Return the passage on the Anaheim Ducks' offseason exactly as it appears, between "That kind of" and "a major way.", inclusive.

-- Selected passage --
* * * * * * * * *

The Anaheim Ducks went from one of the league’s most encouraging young teams to one of its biggest offseason cautionary tales in a hurry.
A month ago, the buzz around Anaheim was all about promise. The playoff run had put the Ducks’ young core on display, and the future looked loaded. Now the conversation has flipped, with Pat Verbeek’s front office drawing heat for a summer that left the roster thinner, the cap tighter and the margin for error much smaller.
The biggest blow came on the blue line. Anaheim already gave up the fourth-most goals in the NHL, and then lost John Carlson, Jacob Trouba, Radko Gudas and Olen Zellweger.
That kind of turnover would hurt any team. For a group that was already leaking chances, it’s a brutal hit.
But the real damage came with Leo Carlsson.
Philadelphia’s offer sheet forced Anaheim into a massive decision, and the Ducks matched it, locking Carlsson into a five-year, $18 million extension. That deal didn’t just keep a key young center in town - it also tied up a huge chunk of the team’s cap space and changed the financial picture in a major way.

* * * * * * * * *

-- Data shown --
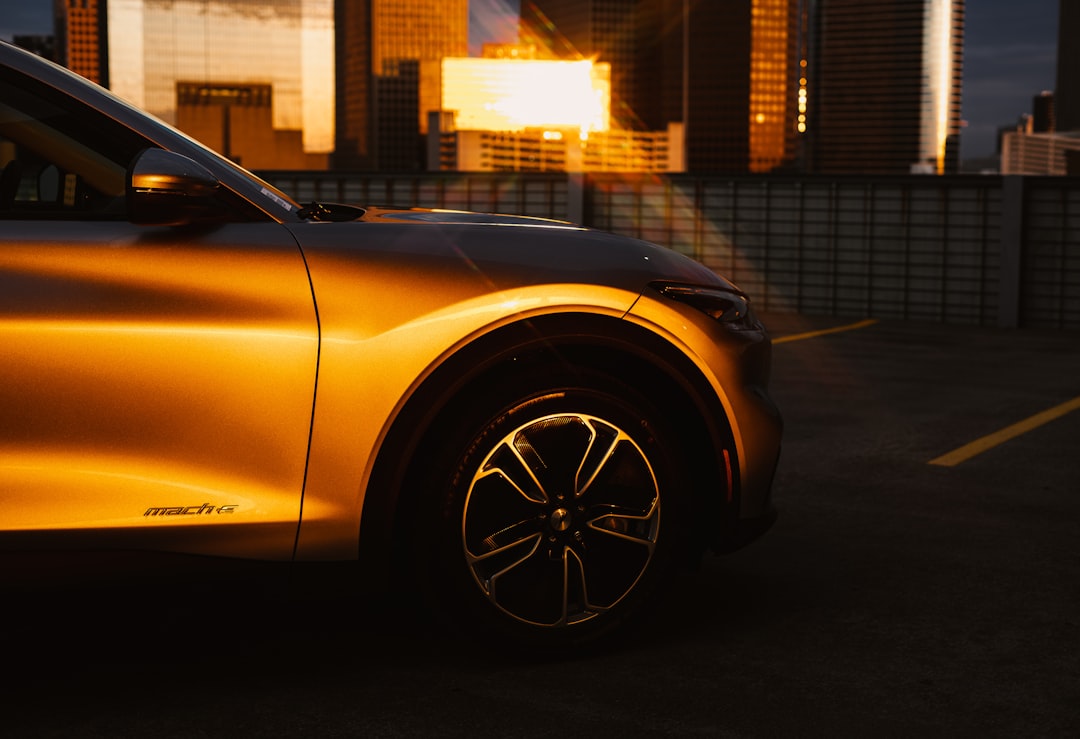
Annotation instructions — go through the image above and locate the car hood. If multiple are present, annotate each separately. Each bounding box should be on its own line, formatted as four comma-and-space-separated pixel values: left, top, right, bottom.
288, 209, 738, 294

* * * * * * * * *

-- Complete output --
That kind of turnover would hurt any team. For a group that was already leaking chances, it’s a brutal hit.
But the real damage came with Leo Carlsson.
Philadelphia’s offer sheet forced Anaheim into a massive decision, and the Ducks matched it, locking Carlsson into a five-year, $18 million extension. That deal didn’t just keep a key young center in town - it also tied up a huge chunk of the team’s cap space and changed the financial picture in a major way.